● **REQUIREMENTS**:
Quote the data below in full, minus the images.

● **Point annotation dataset records**:

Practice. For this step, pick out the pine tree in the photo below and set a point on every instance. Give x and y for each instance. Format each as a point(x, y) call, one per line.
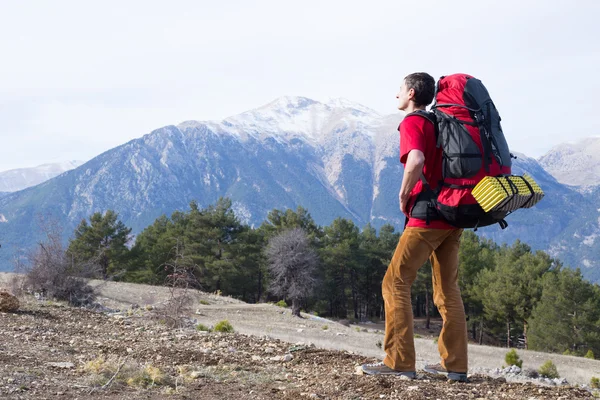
point(104, 240)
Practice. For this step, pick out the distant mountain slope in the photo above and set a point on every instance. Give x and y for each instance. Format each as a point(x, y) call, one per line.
point(18, 179)
point(575, 164)
point(337, 159)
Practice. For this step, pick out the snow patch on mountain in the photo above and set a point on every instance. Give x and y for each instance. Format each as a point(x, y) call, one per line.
point(575, 164)
point(22, 178)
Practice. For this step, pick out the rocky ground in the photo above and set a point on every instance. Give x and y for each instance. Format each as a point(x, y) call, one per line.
point(49, 350)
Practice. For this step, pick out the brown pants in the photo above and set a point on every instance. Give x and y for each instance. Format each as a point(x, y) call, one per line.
point(415, 246)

● **EXERCISE RESULT**:
Practice. For this step, pick out the pine tree in the photo below and set a point on every instance. Give x and y for each instance. Format each as a point(x, y) call, one per line.
point(104, 240)
Practice. For this step, pick out the distant mountain slope in the photo above and set a point on every instance. Give x and y for each instance. Format each as a point(x, y) call, one per line.
point(18, 179)
point(575, 164)
point(337, 159)
Practice. For this step, pick out the snow patch on mountain in the photo above and set a point on every instance. Give x and y for each instance. Format each as a point(x, y) call, one per line.
point(575, 164)
point(22, 178)
Practice. For this step, pick out the rocky ground in the photo above and set a point on every instance. Give x and y for each instance. Format each as a point(x, y) call, one per line.
point(49, 350)
Practice. For this step, pick out the brown pants in the photo above and set a point on every instance. Give x and y for each instance. Format each as a point(x, y) call, one per line.
point(415, 246)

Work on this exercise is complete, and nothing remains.